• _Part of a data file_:
•••••

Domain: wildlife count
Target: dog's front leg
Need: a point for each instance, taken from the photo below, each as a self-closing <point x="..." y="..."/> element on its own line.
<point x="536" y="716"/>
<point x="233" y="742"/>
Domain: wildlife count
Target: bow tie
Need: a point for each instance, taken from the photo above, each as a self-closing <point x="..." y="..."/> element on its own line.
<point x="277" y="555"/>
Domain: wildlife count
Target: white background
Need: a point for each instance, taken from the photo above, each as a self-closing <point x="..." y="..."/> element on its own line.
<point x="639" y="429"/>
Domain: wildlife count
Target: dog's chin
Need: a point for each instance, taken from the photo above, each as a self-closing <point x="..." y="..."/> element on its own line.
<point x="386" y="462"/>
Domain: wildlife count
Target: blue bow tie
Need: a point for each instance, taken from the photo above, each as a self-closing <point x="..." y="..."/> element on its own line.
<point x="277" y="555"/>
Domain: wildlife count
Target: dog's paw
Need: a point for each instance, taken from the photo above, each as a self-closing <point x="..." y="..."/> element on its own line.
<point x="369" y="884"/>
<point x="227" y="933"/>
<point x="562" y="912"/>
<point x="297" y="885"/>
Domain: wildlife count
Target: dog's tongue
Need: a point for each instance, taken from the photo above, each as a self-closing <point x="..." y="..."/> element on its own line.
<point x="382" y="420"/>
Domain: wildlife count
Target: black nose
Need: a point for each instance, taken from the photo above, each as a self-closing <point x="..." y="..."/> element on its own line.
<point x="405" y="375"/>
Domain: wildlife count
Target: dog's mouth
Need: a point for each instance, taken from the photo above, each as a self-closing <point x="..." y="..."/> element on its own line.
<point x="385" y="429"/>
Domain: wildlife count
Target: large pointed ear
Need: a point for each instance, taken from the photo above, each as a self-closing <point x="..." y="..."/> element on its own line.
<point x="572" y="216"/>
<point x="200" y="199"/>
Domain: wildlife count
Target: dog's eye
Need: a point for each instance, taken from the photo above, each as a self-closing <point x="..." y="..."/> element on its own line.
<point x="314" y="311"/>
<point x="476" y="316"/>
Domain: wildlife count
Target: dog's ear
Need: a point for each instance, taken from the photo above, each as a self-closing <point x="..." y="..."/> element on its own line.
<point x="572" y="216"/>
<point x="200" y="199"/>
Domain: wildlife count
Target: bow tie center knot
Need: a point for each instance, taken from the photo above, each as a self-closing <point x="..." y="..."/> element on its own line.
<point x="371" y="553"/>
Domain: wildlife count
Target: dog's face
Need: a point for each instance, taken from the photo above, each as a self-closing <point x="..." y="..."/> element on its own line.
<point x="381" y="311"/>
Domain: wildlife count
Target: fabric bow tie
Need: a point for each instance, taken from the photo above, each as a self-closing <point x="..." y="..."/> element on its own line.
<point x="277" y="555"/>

•••••

• _WHAT IS REQUIRED_: Reproduce the material above without altering a single character.

• _SOLUTION TO THE PROBLEM_:
Domain: wildlife count
Target: dog's front leg
Need: a point for each instance, taken from the photo below, each as a self-closing <point x="..." y="..."/> element on its own line.
<point x="536" y="716"/>
<point x="233" y="742"/>
Domain: wildlife count
Target: bow tie
Need: a point for each instance, taken from the photo above, each as a self-closing <point x="..." y="..."/> element on its own line.
<point x="277" y="555"/>
Domain: wildlife count
Target: white background
Need: a point for each instance, taken from the photo above, each as a self-closing <point x="..." y="..."/> element on its own line.
<point x="639" y="429"/>
Domain: wildlife count
Target: dog's chin
Need: a point for each instance, taken from the photo above, each as a self-closing <point x="..." y="..."/> element on its own line.
<point x="386" y="462"/>
Domain: wildlife count
Target: blue bow tie
Need: a point for each instance, taken from the photo above, each as a self-closing <point x="..." y="..."/> element on its own line.
<point x="277" y="555"/>
Domain: wildlife count
Target: dog's paw
Need: a point for each instance, taken from the photo above, each as a self-closing <point x="..." y="..."/> element on its own line.
<point x="369" y="884"/>
<point x="227" y="933"/>
<point x="562" y="912"/>
<point x="297" y="885"/>
Domain: wildlife count
Target: dog's tongue
Need: a point for each instance, taken from the photo above, each as a self-closing <point x="..." y="..."/> element on its own line.
<point x="382" y="420"/>
Domain: wildlife count
Target: black nose
Need: a point for each instance, taken from the photo above, each as a self-closing <point x="..." y="..."/> element on its own line.
<point x="405" y="375"/>
Domain: wildlife count
Target: dog's mouth
Need: a point for each instance, taken from the photo above, each as a self-closing <point x="..." y="..."/> element on its own line.
<point x="385" y="429"/>
Domain: wildlife count
Target: large pointed ear
Need: a point for each instance, taken from the photo above, each as a self-closing <point x="..." y="..."/> element on its own line.
<point x="572" y="216"/>
<point x="200" y="199"/>
Domain: wildlife count
Target: dog's eye
Need: a point for each instance, taken from the photo above, each as a self-closing <point x="..." y="..."/> element on its own line.
<point x="314" y="311"/>
<point x="476" y="316"/>
Domain: wildlife count
Target: dog's ear
Need: a point for each instance, taken from the photo above, each as a self-closing <point x="..." y="..."/> element on its own line.
<point x="572" y="216"/>
<point x="200" y="199"/>
Domain: wildlife count
Target: bow tie center knot
Need: a point for each instance, taken from the photo above, each as a self-closing <point x="..." y="..."/> element on its own line.
<point x="371" y="553"/>
Domain: wildlife count
Target: dog's face
Need: a point for each instance, taken from the photo above, each as a self-closing <point x="..." y="..."/> element on its own line.
<point x="381" y="311"/>
Domain: wildlife count
Target: fabric bow tie
Need: a point for each instance, taken from the photo above, each as a self-closing <point x="..." y="..."/> element on its own line.
<point x="277" y="555"/>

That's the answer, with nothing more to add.